▶ **What the task requires**: Gather every line in the items below that contains the word "Provide". Case counts.

▶ **Raw records**:
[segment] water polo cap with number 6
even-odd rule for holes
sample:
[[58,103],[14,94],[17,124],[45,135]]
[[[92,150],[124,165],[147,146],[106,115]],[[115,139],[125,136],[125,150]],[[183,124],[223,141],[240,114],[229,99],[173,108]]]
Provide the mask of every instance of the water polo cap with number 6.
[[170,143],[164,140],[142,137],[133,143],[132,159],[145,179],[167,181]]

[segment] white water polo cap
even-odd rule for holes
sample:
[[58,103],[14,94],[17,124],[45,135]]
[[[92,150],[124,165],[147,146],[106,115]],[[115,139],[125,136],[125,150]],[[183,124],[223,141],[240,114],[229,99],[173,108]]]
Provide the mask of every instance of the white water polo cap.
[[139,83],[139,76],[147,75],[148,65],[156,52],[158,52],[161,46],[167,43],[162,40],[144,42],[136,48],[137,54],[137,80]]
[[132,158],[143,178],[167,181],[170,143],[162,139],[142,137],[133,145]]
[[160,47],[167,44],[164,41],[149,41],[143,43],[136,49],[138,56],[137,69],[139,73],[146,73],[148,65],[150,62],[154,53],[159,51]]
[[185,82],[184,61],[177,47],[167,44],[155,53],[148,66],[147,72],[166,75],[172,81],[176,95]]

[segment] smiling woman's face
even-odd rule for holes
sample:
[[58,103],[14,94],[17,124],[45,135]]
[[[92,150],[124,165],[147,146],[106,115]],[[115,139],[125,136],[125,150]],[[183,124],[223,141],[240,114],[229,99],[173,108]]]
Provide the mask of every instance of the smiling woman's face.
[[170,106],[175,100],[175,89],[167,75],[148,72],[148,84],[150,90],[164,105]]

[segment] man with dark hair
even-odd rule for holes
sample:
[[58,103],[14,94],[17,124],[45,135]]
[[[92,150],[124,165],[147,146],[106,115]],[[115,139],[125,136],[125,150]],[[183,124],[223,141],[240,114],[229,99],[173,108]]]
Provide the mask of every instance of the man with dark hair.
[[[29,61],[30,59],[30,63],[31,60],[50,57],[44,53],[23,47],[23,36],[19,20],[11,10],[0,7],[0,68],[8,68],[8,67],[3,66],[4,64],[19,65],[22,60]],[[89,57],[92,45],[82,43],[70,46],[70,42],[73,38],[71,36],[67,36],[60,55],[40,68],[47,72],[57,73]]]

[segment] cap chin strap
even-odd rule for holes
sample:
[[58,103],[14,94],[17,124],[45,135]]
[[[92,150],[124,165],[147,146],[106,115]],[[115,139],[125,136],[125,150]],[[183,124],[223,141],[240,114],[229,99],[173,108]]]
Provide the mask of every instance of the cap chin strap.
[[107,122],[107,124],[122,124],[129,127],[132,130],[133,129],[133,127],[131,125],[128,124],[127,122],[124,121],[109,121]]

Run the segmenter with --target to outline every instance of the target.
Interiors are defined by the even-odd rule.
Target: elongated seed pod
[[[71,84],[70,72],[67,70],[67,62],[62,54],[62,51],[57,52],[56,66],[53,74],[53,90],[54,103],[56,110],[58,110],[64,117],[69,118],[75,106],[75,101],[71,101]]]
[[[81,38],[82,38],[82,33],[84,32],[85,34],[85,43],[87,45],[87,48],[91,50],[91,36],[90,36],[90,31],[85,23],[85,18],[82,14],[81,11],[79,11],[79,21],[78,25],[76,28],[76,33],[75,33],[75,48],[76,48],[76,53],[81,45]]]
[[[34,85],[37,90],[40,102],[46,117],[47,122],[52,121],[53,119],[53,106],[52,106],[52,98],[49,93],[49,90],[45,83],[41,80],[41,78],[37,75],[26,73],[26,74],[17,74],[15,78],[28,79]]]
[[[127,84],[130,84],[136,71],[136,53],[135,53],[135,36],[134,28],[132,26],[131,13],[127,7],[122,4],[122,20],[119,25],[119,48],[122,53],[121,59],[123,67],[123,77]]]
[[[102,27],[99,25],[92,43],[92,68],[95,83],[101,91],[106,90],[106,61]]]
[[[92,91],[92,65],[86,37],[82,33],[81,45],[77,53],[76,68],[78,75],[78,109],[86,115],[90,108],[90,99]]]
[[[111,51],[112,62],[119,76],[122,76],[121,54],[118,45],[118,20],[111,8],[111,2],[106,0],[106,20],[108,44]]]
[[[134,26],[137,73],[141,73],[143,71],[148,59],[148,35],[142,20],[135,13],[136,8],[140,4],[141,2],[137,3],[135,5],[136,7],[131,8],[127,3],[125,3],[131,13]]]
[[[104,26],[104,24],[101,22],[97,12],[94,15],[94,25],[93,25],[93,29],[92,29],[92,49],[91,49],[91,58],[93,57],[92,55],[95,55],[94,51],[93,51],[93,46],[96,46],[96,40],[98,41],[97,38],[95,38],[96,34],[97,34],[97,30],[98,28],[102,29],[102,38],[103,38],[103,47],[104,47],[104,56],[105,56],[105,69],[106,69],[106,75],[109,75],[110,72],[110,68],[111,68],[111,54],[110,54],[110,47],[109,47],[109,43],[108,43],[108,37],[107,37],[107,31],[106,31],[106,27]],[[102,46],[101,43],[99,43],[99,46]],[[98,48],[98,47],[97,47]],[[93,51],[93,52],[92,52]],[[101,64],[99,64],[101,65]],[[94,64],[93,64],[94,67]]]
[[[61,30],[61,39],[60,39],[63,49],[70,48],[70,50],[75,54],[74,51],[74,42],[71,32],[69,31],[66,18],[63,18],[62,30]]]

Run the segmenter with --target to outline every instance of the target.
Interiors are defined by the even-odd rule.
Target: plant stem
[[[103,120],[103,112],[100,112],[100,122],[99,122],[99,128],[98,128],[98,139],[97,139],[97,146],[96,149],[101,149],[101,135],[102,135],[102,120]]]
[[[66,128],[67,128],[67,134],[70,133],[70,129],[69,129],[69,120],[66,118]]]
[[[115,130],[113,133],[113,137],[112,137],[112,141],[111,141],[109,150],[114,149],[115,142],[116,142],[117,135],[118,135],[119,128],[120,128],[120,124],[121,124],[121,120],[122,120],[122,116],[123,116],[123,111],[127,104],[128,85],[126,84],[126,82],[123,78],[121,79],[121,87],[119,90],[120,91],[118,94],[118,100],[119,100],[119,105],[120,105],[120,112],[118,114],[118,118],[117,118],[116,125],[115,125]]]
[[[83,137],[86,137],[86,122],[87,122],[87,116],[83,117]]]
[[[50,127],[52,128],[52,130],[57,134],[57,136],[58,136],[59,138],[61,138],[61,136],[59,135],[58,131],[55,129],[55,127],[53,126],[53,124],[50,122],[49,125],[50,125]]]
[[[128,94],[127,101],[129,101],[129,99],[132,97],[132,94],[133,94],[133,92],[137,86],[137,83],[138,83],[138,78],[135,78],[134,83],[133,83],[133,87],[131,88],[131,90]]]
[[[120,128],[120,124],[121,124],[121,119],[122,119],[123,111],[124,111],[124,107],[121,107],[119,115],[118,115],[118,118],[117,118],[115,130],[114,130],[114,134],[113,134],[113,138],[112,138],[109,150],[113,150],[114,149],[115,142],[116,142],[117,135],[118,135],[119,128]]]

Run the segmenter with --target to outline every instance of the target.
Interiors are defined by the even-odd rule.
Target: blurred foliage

...

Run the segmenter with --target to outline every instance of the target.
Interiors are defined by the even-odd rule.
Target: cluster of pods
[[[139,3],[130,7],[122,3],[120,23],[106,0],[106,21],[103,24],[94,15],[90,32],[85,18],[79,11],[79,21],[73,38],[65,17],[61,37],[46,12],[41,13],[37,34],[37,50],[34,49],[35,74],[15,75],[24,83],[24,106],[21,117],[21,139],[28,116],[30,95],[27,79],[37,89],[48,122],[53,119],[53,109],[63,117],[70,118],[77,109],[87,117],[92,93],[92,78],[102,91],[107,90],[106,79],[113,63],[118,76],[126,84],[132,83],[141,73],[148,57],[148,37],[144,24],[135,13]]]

==

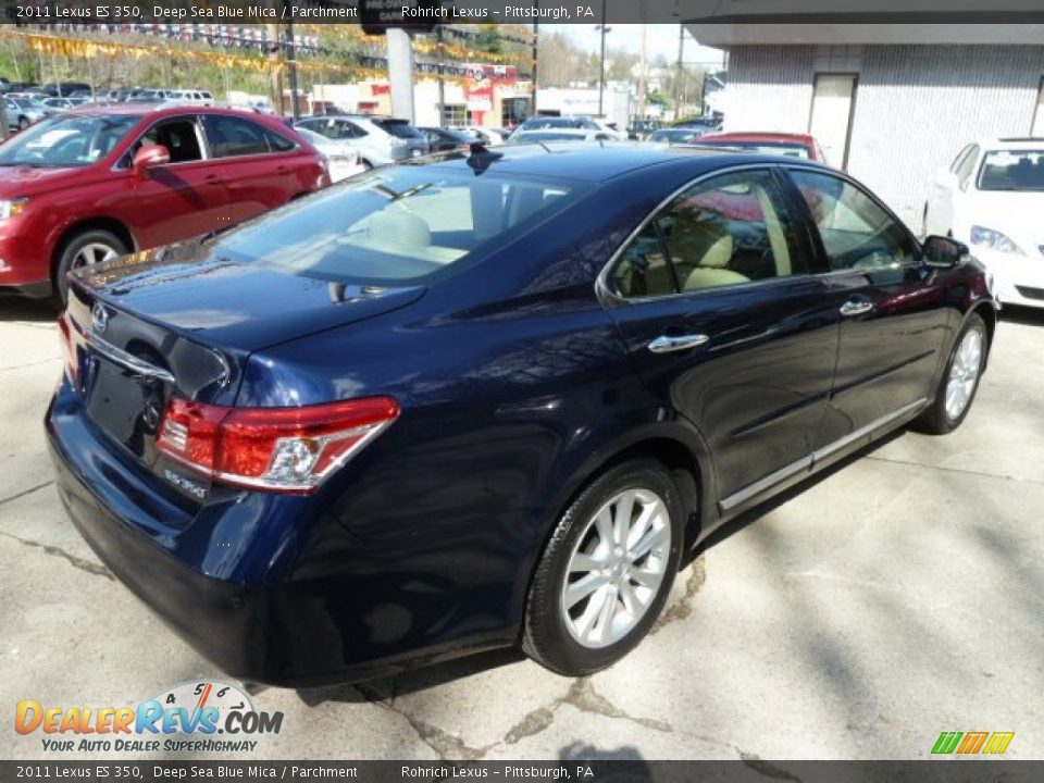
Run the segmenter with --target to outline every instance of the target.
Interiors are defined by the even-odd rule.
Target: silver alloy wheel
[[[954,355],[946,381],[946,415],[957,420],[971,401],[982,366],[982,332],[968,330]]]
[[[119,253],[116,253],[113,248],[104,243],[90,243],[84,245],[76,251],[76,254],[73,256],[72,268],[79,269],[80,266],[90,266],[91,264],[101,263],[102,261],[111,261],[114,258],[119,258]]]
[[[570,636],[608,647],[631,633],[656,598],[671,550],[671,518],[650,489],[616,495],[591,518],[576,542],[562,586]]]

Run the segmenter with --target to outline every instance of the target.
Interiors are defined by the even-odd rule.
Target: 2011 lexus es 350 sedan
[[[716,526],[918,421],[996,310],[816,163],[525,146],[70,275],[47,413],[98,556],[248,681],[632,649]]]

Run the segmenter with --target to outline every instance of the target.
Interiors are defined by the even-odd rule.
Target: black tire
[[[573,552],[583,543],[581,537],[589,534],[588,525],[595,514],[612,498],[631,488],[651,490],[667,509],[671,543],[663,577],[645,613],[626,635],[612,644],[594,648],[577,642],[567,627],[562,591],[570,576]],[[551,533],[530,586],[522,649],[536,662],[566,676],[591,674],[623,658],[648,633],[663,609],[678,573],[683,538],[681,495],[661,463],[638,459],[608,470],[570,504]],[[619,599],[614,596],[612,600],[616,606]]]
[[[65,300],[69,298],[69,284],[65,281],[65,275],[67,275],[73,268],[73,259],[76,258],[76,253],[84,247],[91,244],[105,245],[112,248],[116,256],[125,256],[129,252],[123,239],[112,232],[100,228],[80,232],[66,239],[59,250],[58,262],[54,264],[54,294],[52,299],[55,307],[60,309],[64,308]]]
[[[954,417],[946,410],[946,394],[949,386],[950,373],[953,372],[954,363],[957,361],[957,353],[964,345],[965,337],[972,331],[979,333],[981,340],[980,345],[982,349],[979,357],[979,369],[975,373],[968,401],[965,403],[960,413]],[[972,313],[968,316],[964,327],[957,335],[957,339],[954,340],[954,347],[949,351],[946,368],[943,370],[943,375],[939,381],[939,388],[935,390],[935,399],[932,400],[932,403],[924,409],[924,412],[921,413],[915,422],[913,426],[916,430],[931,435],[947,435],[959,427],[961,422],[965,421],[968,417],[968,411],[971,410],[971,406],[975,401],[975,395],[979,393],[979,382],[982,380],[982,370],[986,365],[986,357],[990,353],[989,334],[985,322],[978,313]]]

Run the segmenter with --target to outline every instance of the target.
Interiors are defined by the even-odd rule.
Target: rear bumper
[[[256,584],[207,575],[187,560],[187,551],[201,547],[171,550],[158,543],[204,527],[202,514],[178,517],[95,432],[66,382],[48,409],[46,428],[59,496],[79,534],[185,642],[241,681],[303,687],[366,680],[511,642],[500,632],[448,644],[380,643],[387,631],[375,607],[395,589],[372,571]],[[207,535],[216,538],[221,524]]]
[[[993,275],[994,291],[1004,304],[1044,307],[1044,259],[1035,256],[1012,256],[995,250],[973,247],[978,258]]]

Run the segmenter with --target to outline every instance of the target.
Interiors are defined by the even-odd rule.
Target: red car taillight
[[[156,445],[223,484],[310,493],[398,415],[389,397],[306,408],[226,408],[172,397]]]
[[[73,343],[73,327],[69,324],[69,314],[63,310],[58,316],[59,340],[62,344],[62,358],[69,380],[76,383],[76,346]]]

▶ **Output**:
Provide the mask of every instance of the water polo cap with number 6.
Provide the mask of every instance of the white water polo cap.
Provide the mask of every instance of the smiling woman's face.
Provide the mask of every instance of the man with dark hair.
Provide the mask of every instance of the cap chin strap.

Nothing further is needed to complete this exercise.